WRITTEN REQUEST
Copy out the entries word for word, starting at the line that contains "of the castle." and ending at the final line of the entries.
+---+
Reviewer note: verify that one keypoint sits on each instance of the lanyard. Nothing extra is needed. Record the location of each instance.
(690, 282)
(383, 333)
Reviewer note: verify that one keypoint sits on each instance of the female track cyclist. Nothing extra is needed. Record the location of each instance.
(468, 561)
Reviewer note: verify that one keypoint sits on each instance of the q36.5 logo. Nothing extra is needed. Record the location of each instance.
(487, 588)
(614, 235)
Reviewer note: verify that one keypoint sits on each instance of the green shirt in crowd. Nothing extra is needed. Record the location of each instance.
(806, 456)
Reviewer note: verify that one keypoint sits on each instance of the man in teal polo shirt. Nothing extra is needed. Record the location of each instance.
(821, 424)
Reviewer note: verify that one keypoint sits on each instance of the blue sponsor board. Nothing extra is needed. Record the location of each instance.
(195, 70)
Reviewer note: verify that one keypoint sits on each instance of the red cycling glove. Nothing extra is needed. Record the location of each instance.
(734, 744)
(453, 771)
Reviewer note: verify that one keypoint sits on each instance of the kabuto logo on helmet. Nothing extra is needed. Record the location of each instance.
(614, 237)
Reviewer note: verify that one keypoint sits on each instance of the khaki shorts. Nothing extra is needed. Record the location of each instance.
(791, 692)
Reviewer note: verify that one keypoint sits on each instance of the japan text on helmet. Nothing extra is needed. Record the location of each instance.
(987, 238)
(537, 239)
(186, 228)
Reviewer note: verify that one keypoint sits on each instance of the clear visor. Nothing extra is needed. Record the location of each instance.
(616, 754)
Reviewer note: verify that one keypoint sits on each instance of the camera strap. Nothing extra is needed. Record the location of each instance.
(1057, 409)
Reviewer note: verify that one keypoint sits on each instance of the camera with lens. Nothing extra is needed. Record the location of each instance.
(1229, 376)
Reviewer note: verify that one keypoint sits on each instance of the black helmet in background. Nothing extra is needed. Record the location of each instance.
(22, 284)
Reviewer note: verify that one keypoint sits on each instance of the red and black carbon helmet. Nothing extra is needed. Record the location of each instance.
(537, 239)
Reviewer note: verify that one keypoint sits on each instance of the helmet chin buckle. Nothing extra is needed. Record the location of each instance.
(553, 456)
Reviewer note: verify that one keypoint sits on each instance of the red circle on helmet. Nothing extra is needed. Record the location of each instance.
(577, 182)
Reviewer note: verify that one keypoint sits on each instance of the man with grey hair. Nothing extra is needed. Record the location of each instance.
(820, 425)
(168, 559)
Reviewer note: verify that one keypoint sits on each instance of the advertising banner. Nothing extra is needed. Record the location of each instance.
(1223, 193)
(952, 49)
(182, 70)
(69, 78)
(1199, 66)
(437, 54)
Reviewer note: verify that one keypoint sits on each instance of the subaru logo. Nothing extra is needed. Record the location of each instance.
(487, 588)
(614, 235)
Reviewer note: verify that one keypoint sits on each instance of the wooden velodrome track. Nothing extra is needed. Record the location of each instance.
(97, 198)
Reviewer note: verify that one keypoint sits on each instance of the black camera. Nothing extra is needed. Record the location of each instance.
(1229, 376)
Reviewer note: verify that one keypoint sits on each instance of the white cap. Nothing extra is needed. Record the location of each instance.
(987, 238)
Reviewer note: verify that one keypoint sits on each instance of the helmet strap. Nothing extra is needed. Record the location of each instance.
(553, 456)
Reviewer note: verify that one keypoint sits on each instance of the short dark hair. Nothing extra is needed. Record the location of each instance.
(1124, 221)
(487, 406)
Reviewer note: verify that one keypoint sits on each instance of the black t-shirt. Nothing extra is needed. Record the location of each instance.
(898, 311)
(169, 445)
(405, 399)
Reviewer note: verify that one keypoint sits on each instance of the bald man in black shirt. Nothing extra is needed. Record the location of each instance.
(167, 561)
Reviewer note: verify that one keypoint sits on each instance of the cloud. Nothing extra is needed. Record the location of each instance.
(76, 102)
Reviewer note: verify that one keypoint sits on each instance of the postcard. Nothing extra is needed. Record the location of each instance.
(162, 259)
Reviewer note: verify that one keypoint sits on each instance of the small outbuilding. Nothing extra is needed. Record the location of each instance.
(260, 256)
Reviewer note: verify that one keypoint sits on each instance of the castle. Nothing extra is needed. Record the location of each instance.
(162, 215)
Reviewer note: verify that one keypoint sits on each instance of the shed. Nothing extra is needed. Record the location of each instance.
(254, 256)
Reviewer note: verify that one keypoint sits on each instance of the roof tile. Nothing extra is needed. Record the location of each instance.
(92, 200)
+---+
SOLUTION FOR THIS PROBLEM
Reviewer note: verify that one keypoint sits on each instance of the castle. Nothing extra is needed. Record the location of each instance.
(162, 215)
Reviewer note: verify that one keypoint sits on each instance of the shed. Nothing extra is needed. Record the location of each instance.
(254, 256)
Reviewer note: verify that one keypoint sits on each instance of the roof tile. Nothing extra is needed. Record the location of each instance.
(92, 200)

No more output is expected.